* [COMPITI]
a) Rispondi a queste domande sul brano dedicato alle pietre venerate:
(i) Come viene definita la differenza tra le due fattispecie religiose?
(ii) Nel primo caso, che cosa è considerato un dio in senso stretto?
(iii) Nel secondo caso, di che cosa ha chiara coscienza il devoto?
b) Trascrivi fedelmente una parte del brano sulle pietre venerate: comincia dalle parole "Nel primo caso, infatti, è" e fermati dopo le parole "da un albero.".

* [BRANO FORNITO]
Descrizione[modifica | modifica wikitesto]

Non importa di quale materiale, di quale fattura, quanto grandi e quanto colorate, considerate vere e proprie divinità o aspetti assunti da un'entità soprannaturale per essere meno astrattamente accostabile dai suoi devoti.

Tra queste due fattispecie religiose la differenza è nettissima.

Nel primo caso, infatti, è la pietra (o sasso, o roccia) a essere stricto sensu considerata un dio, non diversamente dal vento, dalla pioggia, dalla folgore, dalla terra, dal mare, da un fiume, da un monte, da un lago o da un albero.

Nel secondo caso invece il devoto ha la chiara coscienza dell'assoluta inaccostabilità del dio ai suoi limitati sensi umani, facendo ripiegare la sua "ansia per il sacro" su un qualsiasi oggetto, più o meno vile, ma tangibile, del quale si conosce cioè perfettamente la reale "materialità", al puro fine di esprimere con minor fatica la propria venerazione e il proprio trasporto adorativo.

* [VOCI FORNITE]
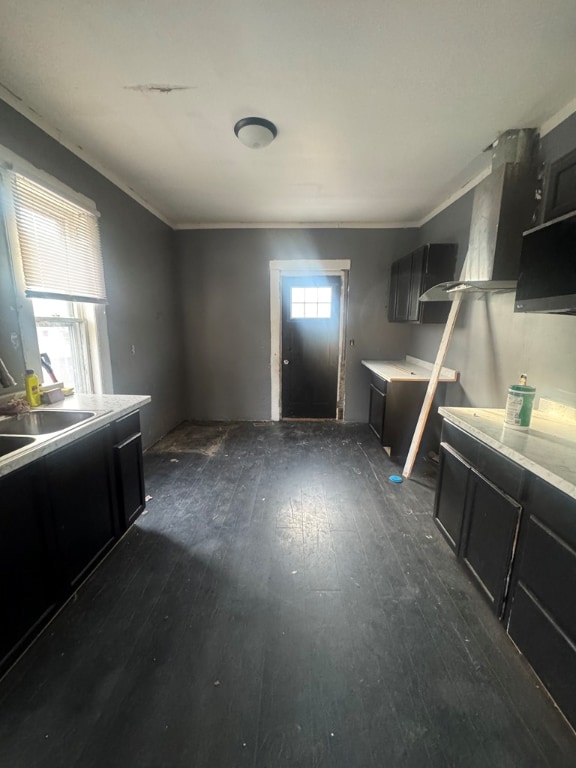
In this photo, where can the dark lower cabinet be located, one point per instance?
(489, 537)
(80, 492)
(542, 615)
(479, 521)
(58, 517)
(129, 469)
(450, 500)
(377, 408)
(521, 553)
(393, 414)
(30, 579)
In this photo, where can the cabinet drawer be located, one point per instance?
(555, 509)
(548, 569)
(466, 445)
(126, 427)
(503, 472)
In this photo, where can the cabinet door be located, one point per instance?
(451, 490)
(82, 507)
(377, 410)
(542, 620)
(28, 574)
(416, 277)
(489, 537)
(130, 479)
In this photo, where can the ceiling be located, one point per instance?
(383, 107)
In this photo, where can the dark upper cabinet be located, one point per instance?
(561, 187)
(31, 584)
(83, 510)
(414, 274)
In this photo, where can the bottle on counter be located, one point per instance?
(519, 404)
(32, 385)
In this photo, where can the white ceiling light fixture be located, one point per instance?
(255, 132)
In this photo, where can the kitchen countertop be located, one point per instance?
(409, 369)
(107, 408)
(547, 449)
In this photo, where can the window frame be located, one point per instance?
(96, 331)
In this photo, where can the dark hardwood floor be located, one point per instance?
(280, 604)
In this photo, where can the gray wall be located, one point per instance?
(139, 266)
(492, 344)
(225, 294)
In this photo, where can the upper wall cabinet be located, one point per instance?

* [SOLUZIONI]
a)
(i) Nettissima.
(ii) La pietra (o sasso, o roccia).
(iii) Dell'assoluta inaccostabilità del dio ai suoi limitati sensi umani.

b)
Nel primo caso, infatti, è la pietra (o sasso, o roccia) a essere stricto sensu considerata un dio, non diversamente dal vento, dalla pioggia, dalla folgore, dalla terra, dal mare, da un fiume, da un monte, da un lago o da un albero.